==== Data extract ====
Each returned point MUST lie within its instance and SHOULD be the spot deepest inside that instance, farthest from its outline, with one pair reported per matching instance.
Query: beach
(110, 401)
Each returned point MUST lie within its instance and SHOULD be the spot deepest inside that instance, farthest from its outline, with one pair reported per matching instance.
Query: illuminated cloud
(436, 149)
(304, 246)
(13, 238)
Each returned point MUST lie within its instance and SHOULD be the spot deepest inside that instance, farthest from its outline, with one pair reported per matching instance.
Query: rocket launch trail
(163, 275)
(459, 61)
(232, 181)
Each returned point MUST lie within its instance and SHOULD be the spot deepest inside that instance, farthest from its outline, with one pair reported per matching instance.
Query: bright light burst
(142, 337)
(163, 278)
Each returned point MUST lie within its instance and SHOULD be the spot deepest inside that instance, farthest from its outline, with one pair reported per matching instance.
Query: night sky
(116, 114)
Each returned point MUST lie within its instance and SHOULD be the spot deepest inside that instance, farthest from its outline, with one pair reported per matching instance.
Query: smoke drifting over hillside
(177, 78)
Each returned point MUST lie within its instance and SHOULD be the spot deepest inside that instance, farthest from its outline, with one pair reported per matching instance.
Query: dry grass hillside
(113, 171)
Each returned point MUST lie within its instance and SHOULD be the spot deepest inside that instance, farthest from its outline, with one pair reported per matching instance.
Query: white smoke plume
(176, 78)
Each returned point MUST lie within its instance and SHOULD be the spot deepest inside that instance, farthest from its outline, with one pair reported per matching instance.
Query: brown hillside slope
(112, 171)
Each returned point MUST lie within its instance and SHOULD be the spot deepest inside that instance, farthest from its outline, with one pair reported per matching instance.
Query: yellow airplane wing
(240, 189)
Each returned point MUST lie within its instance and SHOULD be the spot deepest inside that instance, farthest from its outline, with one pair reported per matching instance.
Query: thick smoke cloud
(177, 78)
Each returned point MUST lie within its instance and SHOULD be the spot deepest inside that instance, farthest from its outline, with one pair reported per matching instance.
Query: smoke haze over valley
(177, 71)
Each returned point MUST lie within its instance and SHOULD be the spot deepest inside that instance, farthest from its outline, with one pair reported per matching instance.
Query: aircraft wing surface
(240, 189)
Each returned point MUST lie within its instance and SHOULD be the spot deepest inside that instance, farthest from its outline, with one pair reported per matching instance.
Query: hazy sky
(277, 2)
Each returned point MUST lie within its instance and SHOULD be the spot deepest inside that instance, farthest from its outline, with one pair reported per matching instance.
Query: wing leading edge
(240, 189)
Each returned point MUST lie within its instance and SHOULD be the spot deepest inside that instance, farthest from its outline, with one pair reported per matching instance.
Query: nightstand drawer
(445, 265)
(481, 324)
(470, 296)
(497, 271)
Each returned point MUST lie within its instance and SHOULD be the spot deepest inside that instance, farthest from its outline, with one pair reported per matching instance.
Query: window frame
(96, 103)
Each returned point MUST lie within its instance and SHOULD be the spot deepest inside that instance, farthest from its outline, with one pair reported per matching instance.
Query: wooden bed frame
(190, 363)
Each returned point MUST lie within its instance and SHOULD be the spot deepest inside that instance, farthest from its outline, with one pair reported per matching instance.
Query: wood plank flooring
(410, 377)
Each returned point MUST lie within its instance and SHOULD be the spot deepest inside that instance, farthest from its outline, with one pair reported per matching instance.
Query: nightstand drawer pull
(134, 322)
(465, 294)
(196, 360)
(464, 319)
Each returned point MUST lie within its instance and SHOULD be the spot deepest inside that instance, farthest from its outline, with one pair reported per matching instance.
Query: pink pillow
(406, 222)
====
» Exercise goal:
Please pull out each line of the data above that contains the word "wing" and copy those lines in full.

» Task answer:
Query: yellow airplane wing
Query: aircraft wing surface
Query: wing leading edge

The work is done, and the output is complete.